*Task objective*
Copy every line of the listing below without changing a single character.

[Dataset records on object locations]

★ ★ ★ ★ ★ ★ ★

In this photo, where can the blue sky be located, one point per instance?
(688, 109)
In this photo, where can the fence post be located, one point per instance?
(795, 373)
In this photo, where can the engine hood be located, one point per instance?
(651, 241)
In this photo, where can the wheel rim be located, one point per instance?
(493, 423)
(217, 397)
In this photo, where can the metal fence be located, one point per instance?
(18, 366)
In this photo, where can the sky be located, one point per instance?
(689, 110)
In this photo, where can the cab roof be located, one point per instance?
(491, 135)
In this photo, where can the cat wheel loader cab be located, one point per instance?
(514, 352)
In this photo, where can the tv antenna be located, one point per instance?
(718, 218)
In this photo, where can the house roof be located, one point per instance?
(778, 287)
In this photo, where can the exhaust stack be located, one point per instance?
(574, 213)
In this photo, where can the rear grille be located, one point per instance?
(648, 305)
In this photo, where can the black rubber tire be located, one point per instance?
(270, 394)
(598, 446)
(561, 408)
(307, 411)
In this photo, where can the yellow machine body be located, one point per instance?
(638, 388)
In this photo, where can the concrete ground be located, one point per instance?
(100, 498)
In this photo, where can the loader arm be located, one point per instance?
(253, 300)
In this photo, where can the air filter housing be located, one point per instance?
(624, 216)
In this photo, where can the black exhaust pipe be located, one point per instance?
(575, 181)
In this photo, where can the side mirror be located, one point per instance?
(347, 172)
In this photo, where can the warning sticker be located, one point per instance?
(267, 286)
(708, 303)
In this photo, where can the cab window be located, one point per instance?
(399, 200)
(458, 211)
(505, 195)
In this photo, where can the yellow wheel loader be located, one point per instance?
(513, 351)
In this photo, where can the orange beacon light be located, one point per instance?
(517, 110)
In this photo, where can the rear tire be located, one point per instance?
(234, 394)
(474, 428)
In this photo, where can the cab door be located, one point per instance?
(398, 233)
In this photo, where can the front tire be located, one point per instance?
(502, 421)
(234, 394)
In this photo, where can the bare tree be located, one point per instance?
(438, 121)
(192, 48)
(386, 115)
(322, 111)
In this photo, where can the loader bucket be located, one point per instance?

★ ★ ★ ★ ★ ★ ★

*Written solution*
In this photo, where can the blue sky be located, one point per instance?
(688, 109)
In this photo, where can the fence post be located, one point per instance?
(795, 373)
In this photo, where can the engine hood be located, one point per instance?
(651, 241)
In this photo, where can the wheel rim be located, one point per instance?
(493, 423)
(217, 397)
In this photo, where can the metal fence be located, one point per instance?
(18, 366)
In this photo, where can the sky be located, one point per instance?
(689, 110)
In this photo, where can the cab roof be located, one point per instance?
(491, 135)
In this photo, where can the cat wheel loader cab be located, one point per instance?
(514, 352)
In this photo, where can the tv antenna be located, one point per instance?
(718, 218)
In this photo, where can the house roof be located, one point per instance?
(778, 287)
In this photo, where can the exhaust stack be located, one point per instance?
(574, 213)
In this photo, where can the rear grille be located, one point per instance?
(648, 305)
In this photo, where can the black rubber tire be located, one point per instance?
(270, 394)
(598, 446)
(561, 408)
(307, 411)
In this photo, where can the yellow machine body be located, one point per instance?
(638, 388)
In this photo, where can the concrete ground be located, one point per instance?
(100, 498)
In this photo, where can the loader arm be located, one point per instance?
(253, 300)
In this photo, where can the air filter housing be located, one point per instance?
(624, 216)
In this photo, where can the black exhaust pipe be located, one point per instance?
(575, 181)
In this photo, where can the side mirror be located, one point per instance?
(347, 172)
In this photo, where can the warning sticker be located, one point per instance?
(267, 286)
(708, 303)
In this photo, where can the cab window be located, one point per instance?
(399, 200)
(458, 211)
(505, 195)
In this photo, where can the yellow wheel loader be located, one point per instance?
(513, 351)
In this photo, where can the orange beacon light be located, one point per instance?
(517, 110)
In this photo, where can the rear tire be located, one point per instance?
(234, 394)
(474, 428)
In this photo, where can the cab door be located, one point per instance?
(398, 233)
In this photo, where can the front tire be located, one point per instance?
(502, 421)
(234, 394)
In this photo, where can the bare tree be located, one point per instance?
(438, 121)
(192, 48)
(386, 115)
(322, 111)
In this photo, where can the loader bucket be located, one point per instance?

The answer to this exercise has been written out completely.